--- begin PAGE TEXT ---
Islam and Christianity are the world’s two largest monotheistic religions. Their belief in the oneness of God is one of many they share. Another of these is the expectation that Jesus will return to inaugurate God’s will at the end of the present age, an event known in Islam as “the Hour.” However, while Christians expect the return of a crucified and resurrected Jesus, Muslims expect Jesus’s return to vindicate God, correcting the lie that God had failed to protect Jesus from a shameful execution. Read on to learn more about Jesus in Islam.
Islamic Sources for Teaching on Jesus’s Return

In the 8th and 9th centuries CE, Muslim scholars began to compile large collections of the sayings and deeds of the Prophet Muhammad that came to be known later as the Hadiths. While the Hadiths are widely trusted within the Muslim community as a source for Muhammad’s practices and teachings, they do not rise to the level of authority enjoyed by the Qur’an. But the Qur’an only alludes to Jesus’s role in the Hour in the 43rd Surah (chapter), verse 61. For details, Muslims must rely on the Hadiths.
--- end PAGE TEXT ---
--- begin LISTED ENTRIES ---
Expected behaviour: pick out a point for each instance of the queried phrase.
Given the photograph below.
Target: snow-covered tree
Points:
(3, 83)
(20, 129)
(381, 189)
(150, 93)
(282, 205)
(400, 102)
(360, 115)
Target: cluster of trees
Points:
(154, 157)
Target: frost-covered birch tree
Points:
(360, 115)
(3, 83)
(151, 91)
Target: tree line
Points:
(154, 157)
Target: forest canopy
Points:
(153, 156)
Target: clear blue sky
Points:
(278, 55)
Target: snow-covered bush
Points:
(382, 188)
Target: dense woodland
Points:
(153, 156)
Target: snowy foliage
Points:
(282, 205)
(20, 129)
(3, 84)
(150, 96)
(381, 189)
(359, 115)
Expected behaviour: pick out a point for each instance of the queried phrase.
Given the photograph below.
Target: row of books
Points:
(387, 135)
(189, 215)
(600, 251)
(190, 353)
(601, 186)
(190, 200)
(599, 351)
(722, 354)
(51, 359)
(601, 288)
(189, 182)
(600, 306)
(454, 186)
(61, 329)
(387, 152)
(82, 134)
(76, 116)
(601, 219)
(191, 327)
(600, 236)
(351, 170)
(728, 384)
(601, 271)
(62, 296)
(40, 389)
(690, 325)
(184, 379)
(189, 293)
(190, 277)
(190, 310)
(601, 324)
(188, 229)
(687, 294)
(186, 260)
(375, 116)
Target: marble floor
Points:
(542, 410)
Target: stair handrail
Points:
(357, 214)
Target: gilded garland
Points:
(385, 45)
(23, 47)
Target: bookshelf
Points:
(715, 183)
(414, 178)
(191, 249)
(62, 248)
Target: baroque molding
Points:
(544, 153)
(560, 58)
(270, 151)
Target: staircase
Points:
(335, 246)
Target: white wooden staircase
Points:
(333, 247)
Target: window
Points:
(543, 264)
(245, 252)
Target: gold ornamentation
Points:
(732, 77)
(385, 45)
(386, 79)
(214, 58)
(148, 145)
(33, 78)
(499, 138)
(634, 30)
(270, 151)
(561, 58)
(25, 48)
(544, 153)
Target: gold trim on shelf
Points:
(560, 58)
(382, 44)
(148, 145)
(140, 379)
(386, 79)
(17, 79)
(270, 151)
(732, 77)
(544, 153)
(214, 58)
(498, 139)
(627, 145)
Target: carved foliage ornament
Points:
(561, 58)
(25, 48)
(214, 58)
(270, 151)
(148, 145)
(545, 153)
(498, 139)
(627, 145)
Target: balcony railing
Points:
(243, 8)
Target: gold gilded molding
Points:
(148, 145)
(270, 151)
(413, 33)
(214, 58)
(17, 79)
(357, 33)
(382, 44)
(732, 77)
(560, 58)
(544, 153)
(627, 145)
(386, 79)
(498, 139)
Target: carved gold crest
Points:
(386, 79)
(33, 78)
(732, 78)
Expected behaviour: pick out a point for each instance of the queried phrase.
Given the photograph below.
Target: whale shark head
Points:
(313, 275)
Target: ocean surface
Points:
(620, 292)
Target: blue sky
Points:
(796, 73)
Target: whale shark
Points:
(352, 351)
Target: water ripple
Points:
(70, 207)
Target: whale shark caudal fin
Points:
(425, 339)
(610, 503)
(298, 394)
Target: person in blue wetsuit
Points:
--- end LISTED ENTRIES ---
**EXERCISES TO COMPLETE:**
a - Decide whether each statement below agrees with the text on Jesus in Islam, answering yes or no and quoting the deciding words: (i) the Hadiths carry the same authority as the Qur'an; (ii) the Qur'an refers to Jesus's role in the Hour in verse 61 of the 43rd Surah; (iii) Muslim scholars began compiling the Hadiths in the 8th and 9th centuries CE.
b - Reproduce the part of the text on Jesus in Islam starting with "Islamic Sources for" and going on through "on the Hadiths.".

**ANSWERS BY TASK:**
a -
(i) No: "they do not rise to the level of authority enjoyed by the Qur’an"
(ii) Yes: "the Qur’an only alludes to Jesus’s role in the Hour in the 43rd Surah (chapter), verse 61"
(iii) Yes: "In the 8th and 9th centuries CE, Muslim scholars began to compile large collections of the sayings and deeds of the Prophet Muhammad"

b -
Islamic Sources for Teaching on Jesus’s Return

In the 8th and 9th centuries CE, Muslim scholars began to compile large collections of the sayings and deeds of the Prophet Muhammad that came to be known later as the Hadiths. While the Hadiths are widely trusted within the Muslim community as a source for Muhammad’s practices and teachings, they do not rise to the level of authority enjoyed by the Qur’an. But the Qur’an only alludes to Jesus’s role in the Hour in the 43rd Surah (chapter), verse 61. For details, Muslims must rely on the Hadiths.